• _What you need to do_: Report each line of the data that contains the string "Target".

Items listed in a dataset

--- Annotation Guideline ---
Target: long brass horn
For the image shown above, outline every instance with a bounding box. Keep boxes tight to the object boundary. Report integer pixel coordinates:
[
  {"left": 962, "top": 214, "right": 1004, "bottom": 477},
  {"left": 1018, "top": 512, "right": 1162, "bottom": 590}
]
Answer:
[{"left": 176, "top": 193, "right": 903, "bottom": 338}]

...

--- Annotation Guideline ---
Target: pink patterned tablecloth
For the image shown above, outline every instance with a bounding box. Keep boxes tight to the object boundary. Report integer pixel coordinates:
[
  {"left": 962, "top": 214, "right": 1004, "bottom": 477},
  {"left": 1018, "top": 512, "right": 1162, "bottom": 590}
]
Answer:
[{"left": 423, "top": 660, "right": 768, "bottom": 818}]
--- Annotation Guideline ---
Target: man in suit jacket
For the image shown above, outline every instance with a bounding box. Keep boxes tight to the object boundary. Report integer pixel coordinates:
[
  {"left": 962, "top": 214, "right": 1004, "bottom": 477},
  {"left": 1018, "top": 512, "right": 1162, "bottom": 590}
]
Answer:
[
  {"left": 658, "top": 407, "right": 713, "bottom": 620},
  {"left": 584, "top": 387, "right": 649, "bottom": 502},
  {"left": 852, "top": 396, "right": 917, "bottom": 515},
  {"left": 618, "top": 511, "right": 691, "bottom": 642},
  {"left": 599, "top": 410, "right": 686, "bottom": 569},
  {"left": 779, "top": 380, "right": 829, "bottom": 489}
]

---

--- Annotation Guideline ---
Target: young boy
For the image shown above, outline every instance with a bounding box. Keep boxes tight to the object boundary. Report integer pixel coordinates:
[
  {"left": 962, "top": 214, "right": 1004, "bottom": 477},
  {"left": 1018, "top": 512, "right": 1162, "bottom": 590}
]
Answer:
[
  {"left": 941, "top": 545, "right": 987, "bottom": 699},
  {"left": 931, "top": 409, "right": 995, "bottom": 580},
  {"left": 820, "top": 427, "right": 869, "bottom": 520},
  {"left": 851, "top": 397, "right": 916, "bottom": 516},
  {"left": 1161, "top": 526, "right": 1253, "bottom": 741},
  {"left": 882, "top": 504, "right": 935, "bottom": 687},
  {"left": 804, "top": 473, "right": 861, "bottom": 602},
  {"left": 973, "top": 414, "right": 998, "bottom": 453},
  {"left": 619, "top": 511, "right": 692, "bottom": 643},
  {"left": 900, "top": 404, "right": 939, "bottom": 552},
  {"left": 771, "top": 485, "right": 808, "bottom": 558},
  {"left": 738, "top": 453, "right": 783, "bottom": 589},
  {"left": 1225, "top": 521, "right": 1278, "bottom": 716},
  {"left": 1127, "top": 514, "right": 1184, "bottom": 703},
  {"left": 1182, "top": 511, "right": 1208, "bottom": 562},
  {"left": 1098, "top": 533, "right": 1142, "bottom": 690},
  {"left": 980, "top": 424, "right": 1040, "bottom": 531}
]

• _Final answer_:
Target: long brass horn
Target: pink patterned tablecloth
Target: man in suit jacket
Target: young boy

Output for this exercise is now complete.